HOW TO COMPLETE THIS TASK: Print all records exactly, leaving nothing out.

DATA LISTING:

"""

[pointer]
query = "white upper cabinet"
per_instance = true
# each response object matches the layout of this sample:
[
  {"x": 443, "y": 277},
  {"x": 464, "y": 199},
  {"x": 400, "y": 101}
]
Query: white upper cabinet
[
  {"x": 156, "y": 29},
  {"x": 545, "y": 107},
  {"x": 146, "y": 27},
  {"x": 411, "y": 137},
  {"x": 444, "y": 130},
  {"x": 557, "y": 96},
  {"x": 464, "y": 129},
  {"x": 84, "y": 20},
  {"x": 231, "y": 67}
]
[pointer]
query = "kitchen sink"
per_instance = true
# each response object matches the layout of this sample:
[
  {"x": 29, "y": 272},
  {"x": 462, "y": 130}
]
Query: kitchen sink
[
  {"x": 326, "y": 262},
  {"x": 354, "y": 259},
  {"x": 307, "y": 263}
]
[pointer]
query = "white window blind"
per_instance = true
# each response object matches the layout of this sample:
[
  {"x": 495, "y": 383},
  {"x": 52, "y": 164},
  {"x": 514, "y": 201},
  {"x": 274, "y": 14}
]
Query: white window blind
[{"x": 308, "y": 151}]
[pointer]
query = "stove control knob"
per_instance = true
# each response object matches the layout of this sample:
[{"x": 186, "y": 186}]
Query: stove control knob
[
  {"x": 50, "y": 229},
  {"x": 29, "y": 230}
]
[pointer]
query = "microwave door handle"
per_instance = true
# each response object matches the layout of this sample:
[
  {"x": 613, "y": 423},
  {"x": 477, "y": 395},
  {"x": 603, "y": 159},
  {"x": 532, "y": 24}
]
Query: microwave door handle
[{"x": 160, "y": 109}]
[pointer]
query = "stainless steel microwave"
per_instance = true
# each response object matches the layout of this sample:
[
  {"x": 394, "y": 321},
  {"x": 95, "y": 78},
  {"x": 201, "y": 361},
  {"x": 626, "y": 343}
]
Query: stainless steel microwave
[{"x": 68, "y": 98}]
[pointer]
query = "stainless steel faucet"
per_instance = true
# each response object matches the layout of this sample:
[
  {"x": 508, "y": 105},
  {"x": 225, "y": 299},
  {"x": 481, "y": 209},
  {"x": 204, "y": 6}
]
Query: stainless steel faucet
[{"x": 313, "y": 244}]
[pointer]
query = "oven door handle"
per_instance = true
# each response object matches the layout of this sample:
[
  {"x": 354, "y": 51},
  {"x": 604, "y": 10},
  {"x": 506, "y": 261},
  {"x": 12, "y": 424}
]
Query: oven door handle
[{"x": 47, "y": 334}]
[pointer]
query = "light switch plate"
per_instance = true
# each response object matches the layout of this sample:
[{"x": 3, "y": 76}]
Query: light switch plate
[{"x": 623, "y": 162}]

"""

OUTPUT FOR THIS TASK:
[pointer]
query = "white upper cabinet"
per_instance = true
# each response object matches the layout of this sample:
[
  {"x": 443, "y": 277},
  {"x": 464, "y": 199},
  {"x": 400, "y": 101}
]
Query: white upper cabinet
[
  {"x": 156, "y": 29},
  {"x": 545, "y": 107},
  {"x": 146, "y": 27},
  {"x": 411, "y": 137},
  {"x": 444, "y": 130},
  {"x": 557, "y": 96},
  {"x": 464, "y": 129},
  {"x": 84, "y": 20},
  {"x": 231, "y": 67}
]
[pointer]
query = "kitchen sink"
per_instance = true
# each response object matches the layout of this sample:
[
  {"x": 29, "y": 272},
  {"x": 462, "y": 130}
]
Query: kitchen sink
[
  {"x": 326, "y": 262},
  {"x": 354, "y": 259},
  {"x": 307, "y": 263}
]
[pointer]
query = "white window blind"
per_instance = true
# each response object matches the layout of this sample:
[
  {"x": 495, "y": 383},
  {"x": 52, "y": 164},
  {"x": 514, "y": 201},
  {"x": 274, "y": 14}
]
Query: white window blind
[{"x": 308, "y": 151}]
[pointer]
query = "stove control knob"
per_instance = true
# each response object matches the layout of this sample:
[{"x": 186, "y": 186}]
Query: stove control knob
[
  {"x": 50, "y": 229},
  {"x": 29, "y": 230}
]
[pointer]
query = "microwave door handle"
per_instance = true
# each response object matches the layout of this sample:
[
  {"x": 613, "y": 423},
  {"x": 477, "y": 395},
  {"x": 603, "y": 159},
  {"x": 532, "y": 24}
]
Query: microwave door handle
[{"x": 160, "y": 109}]
[pointer]
query = "stainless steel microwave"
per_instance = true
# each response object matches the layout of this sample:
[
  {"x": 394, "y": 321},
  {"x": 95, "y": 78},
  {"x": 201, "y": 361},
  {"x": 626, "y": 343}
]
Query: stainless steel microwave
[{"x": 68, "y": 98}]
[pointer]
query = "stainless steel faucet"
per_instance = true
# each response object matches the layout of this sample:
[
  {"x": 508, "y": 105},
  {"x": 225, "y": 299},
  {"x": 481, "y": 209},
  {"x": 204, "y": 6}
]
Query: stainless steel faucet
[{"x": 313, "y": 244}]
[pointer]
query = "oven door handle"
per_instance = true
# each response object matches the layout of this sample:
[
  {"x": 354, "y": 51},
  {"x": 604, "y": 10},
  {"x": 506, "y": 261},
  {"x": 12, "y": 424}
]
Query: oven door handle
[{"x": 47, "y": 334}]
[pointer]
query = "light switch plate"
per_instance = true
# each response object matches the layout of this sample:
[{"x": 3, "y": 76}]
Query: light switch plate
[{"x": 623, "y": 162}]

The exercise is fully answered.